Friend pleads guilty to fatally stabbing Solomon Morales during 2013 drunken argument over marijuana plant

By JORDAN OWEN
Chicago Sun-Times Wire

Christopher Shoji | Cook County Sheriff's Department

Christopher Shoji | Cook County Sheriff’s Department


A North Center neighborhood man was sentenced to 20 years in prison last week for stabbing his best friend, Solomon Morales, to death in 2013 after a drunken argument over a marijuana plant he was growing.

Christopher Shoji, 28, pleaded guilty Thursday to second-degree murder before Judge Joseph Claps, according to Cook County court records.

Shoji stabbed the 24-year-old Morales to death on the morning of Oct. 8, 2013, authorities said at the time.

Shoji, Morales and a female friend were drinking in the woman’s apartment in the 2000 block of West Warner when Morales and Shoji started arguing about the marijuana plant Shoji was growing in his mother’s backyard, prosecutors said.

———

(Problems to work on):
- a) In the article about the stabbing of Solomon Morales, turn the paragraph beginning "Shoji, Morales and a female friend" into a short bulleted list that keeps its main facts.
- b) According to the article about the stabbing of Solomon Morales, what charge did Christopher Shoji plead guilty to?
- c) From the article about the stabbing of Solomon Morales, return everything from "A North Center" down to "said at the time.", copied word for word.

———

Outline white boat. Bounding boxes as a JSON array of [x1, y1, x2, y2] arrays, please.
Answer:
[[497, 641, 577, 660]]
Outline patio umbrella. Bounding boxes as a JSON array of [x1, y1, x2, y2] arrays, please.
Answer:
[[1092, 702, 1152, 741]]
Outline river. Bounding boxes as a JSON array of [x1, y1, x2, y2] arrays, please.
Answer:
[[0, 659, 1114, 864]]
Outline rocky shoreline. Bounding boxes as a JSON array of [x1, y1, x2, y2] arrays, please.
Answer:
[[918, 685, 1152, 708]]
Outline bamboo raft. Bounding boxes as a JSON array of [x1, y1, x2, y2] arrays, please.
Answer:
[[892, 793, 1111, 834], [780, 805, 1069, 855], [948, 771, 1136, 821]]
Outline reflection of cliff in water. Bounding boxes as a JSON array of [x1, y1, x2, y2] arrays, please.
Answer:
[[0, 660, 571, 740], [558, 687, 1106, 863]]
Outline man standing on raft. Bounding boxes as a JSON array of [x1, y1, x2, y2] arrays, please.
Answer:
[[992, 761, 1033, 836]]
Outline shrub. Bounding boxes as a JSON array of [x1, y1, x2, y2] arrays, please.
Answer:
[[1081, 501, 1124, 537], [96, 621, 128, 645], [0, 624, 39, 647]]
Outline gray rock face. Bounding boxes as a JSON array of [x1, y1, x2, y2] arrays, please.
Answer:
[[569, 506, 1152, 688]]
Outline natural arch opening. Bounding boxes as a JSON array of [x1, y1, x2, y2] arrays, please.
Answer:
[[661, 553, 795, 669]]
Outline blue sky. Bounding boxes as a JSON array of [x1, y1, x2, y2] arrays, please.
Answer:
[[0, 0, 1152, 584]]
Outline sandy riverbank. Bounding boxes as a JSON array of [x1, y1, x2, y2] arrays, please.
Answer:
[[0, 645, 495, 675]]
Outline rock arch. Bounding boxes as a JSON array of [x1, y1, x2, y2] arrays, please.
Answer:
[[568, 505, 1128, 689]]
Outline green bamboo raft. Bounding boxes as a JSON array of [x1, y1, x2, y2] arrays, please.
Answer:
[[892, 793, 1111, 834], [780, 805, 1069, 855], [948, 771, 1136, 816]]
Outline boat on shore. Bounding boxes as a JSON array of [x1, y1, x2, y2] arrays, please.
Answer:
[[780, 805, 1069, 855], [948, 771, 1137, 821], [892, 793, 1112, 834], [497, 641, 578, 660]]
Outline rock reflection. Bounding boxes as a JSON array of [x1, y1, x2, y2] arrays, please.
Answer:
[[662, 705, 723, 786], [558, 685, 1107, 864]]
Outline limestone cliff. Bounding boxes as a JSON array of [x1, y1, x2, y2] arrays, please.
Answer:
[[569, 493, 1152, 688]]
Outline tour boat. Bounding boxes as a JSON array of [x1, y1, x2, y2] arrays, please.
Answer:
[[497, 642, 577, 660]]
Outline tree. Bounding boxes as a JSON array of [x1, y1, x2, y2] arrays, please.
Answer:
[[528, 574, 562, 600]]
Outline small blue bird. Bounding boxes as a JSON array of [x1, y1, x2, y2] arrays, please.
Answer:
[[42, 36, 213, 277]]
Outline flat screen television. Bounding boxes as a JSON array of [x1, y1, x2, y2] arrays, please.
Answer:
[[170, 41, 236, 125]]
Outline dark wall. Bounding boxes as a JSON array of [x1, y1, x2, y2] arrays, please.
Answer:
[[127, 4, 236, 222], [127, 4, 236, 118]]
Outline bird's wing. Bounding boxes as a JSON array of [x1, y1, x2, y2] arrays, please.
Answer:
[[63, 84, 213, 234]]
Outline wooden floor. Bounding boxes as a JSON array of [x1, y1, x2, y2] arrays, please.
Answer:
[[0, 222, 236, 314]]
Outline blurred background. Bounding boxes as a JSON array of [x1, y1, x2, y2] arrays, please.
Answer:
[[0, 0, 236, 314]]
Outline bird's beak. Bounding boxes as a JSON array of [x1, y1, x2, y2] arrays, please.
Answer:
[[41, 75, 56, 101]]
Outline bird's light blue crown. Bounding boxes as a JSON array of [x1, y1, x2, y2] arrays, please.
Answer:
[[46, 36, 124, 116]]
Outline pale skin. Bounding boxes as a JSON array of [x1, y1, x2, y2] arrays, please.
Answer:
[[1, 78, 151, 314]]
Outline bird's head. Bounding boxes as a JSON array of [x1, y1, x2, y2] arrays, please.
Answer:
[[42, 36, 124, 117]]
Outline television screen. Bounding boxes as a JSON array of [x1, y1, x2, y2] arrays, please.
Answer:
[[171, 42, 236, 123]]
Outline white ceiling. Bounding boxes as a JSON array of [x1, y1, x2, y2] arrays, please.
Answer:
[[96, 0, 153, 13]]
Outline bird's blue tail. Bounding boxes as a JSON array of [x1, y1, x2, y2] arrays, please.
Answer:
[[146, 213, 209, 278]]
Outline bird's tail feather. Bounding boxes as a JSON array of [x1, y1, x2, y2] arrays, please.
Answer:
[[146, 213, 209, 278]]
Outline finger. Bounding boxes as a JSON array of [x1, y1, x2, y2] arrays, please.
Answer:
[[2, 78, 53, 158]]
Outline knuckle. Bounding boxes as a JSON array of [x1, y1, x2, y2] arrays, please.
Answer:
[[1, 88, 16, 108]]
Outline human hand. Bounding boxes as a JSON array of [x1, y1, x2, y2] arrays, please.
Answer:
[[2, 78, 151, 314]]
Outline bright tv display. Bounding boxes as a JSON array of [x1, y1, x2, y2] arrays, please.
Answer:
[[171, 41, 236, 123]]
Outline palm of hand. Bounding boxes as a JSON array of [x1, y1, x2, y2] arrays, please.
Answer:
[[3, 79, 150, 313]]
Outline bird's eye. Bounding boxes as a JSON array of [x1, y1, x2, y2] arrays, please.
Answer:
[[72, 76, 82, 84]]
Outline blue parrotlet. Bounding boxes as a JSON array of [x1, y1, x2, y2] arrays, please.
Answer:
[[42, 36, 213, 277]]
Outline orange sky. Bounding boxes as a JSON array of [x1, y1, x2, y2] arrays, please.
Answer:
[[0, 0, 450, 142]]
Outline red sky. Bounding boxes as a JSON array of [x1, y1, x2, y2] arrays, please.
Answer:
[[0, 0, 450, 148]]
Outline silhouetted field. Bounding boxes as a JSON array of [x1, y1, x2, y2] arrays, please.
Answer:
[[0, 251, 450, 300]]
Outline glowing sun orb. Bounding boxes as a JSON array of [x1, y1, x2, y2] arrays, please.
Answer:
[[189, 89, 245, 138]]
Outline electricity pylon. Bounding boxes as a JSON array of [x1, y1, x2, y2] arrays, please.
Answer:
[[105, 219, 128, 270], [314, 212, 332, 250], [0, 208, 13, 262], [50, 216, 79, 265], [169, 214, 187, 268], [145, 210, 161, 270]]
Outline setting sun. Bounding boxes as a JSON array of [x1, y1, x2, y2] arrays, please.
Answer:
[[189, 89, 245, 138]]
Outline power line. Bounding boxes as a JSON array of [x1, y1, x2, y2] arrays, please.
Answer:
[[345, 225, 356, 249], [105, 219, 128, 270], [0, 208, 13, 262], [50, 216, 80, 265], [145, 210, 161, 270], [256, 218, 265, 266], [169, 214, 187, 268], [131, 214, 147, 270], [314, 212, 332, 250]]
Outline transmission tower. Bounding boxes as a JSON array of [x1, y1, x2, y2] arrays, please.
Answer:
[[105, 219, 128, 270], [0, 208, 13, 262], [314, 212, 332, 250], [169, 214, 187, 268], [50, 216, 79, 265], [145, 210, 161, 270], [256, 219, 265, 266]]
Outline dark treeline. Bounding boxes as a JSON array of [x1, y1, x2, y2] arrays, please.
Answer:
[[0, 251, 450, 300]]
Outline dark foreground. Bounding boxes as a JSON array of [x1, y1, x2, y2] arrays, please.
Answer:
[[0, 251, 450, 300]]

———

(Expected results):
- a)
- Source: prosecutors
- People present: Shoji, Morales and a female friend
- Activity: drinking
- Place: the woman's apartment in the 2000 block of West Warner
- What happened: Morales and Shoji began arguing
- Cause of the argument: the marijuana plant Shoji was growing in his mother's backyard

- b) Second-degree murder.

- c)
A North Center neighborhood man was sentenced to 20 years in prison last week for stabbing his best friend, Solomon Morales, to death in 2013 after a drunken argument over a marijuana plant he was growing.

Christopher Shoji, 28, pleaded guilty Thursday to second-degree murder before Judge Joseph Claps, according to Cook County court records.

Shoji stabbed the 24-year-old Morales to death on the morning of Oct. 8, 2013, authorities said at the time.